▸ Aim of the exercise:
What is needed is an exact repeat of the lines from the line containing "Locate every instance of the wooden bridge" through the final line of the entries below, and nothing else.

---- Records for the exercise

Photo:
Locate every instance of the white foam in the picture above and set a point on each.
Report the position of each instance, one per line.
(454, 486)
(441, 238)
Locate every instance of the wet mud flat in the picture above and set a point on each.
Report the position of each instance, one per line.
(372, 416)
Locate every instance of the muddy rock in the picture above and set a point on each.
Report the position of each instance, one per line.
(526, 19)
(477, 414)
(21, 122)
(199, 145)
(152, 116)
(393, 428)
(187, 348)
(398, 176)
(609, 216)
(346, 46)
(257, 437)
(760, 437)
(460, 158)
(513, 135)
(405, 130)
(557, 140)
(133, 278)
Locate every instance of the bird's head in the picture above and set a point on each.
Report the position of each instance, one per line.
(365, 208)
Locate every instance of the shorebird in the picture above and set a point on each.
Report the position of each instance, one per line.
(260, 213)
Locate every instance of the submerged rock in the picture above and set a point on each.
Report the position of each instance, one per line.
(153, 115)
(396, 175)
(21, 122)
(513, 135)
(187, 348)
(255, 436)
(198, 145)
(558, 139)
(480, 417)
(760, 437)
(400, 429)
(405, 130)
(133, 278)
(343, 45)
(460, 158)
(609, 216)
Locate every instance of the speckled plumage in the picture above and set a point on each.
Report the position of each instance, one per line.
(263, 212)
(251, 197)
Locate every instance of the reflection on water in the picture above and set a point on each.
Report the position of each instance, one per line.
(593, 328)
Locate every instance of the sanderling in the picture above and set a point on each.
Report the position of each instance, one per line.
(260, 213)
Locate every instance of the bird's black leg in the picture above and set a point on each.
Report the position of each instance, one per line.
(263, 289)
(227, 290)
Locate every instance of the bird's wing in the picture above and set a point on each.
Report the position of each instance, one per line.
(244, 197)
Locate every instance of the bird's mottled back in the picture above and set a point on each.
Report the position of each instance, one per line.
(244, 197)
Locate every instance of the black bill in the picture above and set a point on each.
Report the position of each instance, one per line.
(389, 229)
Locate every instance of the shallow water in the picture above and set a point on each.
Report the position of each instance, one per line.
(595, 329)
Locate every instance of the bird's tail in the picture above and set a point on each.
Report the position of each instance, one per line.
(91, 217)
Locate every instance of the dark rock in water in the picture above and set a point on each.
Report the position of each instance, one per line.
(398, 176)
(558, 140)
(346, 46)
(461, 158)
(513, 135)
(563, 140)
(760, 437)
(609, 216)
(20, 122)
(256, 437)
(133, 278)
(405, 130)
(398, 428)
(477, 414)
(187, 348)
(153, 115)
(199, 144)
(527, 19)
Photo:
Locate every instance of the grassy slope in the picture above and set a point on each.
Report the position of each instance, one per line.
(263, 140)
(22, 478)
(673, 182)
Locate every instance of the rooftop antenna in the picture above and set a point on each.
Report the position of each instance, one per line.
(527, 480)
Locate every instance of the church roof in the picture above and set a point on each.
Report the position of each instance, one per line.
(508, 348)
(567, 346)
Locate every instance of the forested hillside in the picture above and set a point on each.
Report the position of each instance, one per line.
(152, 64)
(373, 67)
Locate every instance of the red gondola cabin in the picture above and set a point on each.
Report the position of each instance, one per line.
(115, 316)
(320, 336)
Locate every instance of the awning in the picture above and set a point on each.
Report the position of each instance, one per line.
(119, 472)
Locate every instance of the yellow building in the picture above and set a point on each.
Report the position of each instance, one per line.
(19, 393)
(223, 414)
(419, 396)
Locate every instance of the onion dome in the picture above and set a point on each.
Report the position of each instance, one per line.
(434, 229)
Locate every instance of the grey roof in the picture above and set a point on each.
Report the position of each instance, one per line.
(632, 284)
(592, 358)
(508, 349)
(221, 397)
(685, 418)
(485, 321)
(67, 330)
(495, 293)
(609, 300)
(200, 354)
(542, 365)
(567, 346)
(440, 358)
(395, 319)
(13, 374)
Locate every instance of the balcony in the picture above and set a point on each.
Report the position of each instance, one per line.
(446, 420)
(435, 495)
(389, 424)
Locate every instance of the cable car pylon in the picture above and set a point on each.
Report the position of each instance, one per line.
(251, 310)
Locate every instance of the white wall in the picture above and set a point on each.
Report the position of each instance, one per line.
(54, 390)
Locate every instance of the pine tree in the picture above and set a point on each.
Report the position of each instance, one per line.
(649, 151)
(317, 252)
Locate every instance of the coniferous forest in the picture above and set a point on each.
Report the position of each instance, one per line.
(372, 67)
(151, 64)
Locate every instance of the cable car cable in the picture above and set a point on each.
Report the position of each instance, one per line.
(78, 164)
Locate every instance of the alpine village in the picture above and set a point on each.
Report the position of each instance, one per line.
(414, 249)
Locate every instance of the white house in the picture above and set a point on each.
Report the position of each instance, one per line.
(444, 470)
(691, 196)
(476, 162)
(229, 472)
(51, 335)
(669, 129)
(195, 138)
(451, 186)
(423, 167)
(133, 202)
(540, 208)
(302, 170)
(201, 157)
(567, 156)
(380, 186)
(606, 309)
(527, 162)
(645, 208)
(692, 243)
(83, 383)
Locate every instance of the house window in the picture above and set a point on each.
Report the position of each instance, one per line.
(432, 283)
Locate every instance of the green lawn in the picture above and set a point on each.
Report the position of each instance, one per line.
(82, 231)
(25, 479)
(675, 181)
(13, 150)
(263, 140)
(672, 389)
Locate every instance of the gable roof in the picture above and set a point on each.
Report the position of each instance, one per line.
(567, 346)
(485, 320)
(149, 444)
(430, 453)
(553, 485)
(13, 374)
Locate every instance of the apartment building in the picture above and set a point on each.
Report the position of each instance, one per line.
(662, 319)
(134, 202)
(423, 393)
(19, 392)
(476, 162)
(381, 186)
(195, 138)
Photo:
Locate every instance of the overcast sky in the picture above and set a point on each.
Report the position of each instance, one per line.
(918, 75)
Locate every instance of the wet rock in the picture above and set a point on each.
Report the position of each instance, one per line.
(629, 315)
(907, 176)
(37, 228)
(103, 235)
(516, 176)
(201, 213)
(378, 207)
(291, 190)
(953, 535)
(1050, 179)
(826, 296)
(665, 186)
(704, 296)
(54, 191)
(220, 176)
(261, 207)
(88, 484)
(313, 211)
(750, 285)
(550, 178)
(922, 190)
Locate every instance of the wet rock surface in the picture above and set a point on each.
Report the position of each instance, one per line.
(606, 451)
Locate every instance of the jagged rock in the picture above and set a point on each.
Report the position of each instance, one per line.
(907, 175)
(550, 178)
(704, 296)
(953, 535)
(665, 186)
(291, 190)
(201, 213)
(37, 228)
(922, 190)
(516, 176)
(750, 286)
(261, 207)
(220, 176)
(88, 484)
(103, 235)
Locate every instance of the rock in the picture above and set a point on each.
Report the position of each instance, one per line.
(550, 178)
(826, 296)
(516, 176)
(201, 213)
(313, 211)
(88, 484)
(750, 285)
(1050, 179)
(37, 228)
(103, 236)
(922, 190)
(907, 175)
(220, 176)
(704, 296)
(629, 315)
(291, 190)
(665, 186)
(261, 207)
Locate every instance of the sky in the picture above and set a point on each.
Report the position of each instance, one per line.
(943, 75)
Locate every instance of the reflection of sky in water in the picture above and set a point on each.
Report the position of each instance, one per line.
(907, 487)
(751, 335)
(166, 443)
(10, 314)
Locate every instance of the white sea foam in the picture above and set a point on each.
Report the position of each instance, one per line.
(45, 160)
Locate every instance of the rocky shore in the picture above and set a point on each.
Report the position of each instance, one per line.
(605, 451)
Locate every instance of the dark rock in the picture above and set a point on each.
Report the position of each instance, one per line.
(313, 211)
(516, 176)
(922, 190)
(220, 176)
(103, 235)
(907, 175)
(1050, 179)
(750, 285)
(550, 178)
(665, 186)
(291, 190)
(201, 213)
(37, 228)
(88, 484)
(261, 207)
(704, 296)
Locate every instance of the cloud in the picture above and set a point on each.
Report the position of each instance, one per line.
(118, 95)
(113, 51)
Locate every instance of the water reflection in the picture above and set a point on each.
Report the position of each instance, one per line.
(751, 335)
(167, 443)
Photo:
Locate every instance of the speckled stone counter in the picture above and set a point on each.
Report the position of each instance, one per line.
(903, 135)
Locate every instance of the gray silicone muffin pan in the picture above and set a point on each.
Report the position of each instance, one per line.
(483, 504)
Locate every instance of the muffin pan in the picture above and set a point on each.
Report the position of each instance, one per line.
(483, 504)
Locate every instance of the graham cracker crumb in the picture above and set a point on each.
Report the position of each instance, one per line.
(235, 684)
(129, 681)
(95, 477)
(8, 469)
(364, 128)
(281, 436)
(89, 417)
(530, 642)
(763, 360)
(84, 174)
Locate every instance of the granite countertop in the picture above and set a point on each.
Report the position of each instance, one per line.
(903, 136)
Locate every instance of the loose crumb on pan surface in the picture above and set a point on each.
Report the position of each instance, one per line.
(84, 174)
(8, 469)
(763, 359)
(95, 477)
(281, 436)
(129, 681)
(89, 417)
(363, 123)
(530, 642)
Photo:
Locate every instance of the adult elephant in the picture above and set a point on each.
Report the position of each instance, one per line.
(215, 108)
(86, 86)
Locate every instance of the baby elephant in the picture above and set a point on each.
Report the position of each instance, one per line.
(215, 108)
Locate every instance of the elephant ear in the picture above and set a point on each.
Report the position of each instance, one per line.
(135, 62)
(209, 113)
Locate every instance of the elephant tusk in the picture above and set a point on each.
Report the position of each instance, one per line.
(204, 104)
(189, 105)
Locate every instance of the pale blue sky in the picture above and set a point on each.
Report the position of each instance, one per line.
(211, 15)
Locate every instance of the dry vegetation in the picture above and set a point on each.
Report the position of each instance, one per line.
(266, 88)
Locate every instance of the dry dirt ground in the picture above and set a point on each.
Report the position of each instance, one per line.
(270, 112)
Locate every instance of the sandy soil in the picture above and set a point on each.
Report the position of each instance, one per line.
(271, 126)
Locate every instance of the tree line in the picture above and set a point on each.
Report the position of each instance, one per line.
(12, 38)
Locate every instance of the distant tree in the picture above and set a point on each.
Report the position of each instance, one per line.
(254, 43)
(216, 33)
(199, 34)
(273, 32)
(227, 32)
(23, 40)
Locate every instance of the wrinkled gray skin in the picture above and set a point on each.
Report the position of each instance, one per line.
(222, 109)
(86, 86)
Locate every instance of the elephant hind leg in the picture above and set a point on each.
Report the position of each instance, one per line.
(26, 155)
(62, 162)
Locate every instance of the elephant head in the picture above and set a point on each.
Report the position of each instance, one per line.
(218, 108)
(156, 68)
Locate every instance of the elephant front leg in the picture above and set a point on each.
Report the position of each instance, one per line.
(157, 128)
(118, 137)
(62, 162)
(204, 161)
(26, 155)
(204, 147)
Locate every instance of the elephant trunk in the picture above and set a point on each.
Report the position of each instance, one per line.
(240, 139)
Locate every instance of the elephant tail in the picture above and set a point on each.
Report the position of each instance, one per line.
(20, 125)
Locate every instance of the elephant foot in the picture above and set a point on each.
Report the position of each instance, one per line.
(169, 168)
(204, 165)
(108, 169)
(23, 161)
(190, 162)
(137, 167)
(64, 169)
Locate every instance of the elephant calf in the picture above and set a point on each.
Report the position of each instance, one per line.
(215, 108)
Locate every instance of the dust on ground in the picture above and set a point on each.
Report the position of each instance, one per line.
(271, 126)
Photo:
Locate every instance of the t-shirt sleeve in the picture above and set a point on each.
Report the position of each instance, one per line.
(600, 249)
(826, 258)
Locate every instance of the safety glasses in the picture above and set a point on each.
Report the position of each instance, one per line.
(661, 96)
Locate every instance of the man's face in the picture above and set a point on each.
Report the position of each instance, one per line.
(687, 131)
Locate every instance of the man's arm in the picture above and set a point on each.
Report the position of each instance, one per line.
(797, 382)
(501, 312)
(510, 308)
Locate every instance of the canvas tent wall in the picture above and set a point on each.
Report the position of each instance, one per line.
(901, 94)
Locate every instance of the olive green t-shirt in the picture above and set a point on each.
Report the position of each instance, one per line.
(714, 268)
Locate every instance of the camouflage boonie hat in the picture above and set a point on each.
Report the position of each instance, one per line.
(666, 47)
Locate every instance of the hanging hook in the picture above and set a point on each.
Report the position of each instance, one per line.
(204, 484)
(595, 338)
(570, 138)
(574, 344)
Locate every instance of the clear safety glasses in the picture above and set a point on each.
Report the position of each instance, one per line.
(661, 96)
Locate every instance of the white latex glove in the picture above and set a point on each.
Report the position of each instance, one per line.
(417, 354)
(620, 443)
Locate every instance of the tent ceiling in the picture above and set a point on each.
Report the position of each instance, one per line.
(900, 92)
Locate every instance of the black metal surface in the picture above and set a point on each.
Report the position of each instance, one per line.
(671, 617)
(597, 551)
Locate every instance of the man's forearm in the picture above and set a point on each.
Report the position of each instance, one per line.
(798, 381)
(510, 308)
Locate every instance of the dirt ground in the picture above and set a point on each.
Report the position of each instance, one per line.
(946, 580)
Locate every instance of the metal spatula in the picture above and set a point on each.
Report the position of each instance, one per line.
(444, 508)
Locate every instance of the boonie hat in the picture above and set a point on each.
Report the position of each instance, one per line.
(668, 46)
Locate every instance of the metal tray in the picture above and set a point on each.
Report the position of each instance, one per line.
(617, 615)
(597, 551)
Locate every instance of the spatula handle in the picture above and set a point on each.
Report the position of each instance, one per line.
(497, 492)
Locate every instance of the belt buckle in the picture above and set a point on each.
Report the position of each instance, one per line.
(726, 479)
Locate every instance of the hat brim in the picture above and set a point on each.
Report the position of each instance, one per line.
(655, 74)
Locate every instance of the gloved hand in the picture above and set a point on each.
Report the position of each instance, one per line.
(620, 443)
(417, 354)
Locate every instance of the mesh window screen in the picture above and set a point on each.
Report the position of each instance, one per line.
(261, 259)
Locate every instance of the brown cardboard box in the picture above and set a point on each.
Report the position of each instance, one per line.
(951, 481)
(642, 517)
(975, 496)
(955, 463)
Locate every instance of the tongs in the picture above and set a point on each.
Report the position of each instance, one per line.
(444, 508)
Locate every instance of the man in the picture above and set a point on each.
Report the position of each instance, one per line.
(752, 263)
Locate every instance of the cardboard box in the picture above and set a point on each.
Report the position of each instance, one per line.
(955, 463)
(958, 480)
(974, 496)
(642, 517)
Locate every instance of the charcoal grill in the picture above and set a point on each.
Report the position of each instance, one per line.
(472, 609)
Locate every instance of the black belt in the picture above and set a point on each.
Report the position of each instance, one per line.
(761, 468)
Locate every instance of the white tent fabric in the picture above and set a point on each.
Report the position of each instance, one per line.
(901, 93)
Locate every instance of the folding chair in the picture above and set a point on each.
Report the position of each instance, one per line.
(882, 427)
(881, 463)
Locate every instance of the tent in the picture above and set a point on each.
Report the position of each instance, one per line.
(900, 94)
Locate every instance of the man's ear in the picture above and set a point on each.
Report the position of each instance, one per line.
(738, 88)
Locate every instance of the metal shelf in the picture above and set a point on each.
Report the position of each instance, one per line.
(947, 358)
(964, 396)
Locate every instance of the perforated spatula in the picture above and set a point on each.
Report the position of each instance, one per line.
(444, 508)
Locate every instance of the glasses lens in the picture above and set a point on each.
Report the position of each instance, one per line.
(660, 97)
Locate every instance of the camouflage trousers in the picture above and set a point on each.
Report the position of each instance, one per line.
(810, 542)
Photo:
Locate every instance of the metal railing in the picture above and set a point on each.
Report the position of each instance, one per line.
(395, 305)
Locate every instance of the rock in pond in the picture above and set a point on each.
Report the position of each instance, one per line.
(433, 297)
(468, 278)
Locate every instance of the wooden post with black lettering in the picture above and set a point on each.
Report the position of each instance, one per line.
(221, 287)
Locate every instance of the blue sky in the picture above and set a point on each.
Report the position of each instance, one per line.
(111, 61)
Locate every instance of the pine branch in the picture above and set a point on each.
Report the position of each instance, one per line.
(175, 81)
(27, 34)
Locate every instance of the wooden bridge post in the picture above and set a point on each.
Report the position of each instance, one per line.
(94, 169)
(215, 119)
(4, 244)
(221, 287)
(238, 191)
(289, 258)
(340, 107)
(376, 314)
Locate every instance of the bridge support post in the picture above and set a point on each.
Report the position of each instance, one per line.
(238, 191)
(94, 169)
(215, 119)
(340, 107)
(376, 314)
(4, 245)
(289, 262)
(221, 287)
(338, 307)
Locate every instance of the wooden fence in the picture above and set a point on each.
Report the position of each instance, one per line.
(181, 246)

--------

▸ Response to this exercise:
Locate every instance of the wooden bridge post in the picture above and set a point on each.
Report the position of each instance, one per line.
(94, 169)
(215, 119)
(4, 244)
(221, 287)
(238, 191)
(289, 258)
(340, 107)
(376, 314)
Locate every instance of the bridge support post in the picture above and set a point on each.
Report the position of each instance, one per line.
(238, 191)
(94, 169)
(215, 119)
(340, 107)
(376, 314)
(4, 245)
(289, 262)
(221, 287)
(338, 307)
Locate every instance of the wooden fence in the picture above and set a point on each.
Report the position of each instance, one per line.
(181, 246)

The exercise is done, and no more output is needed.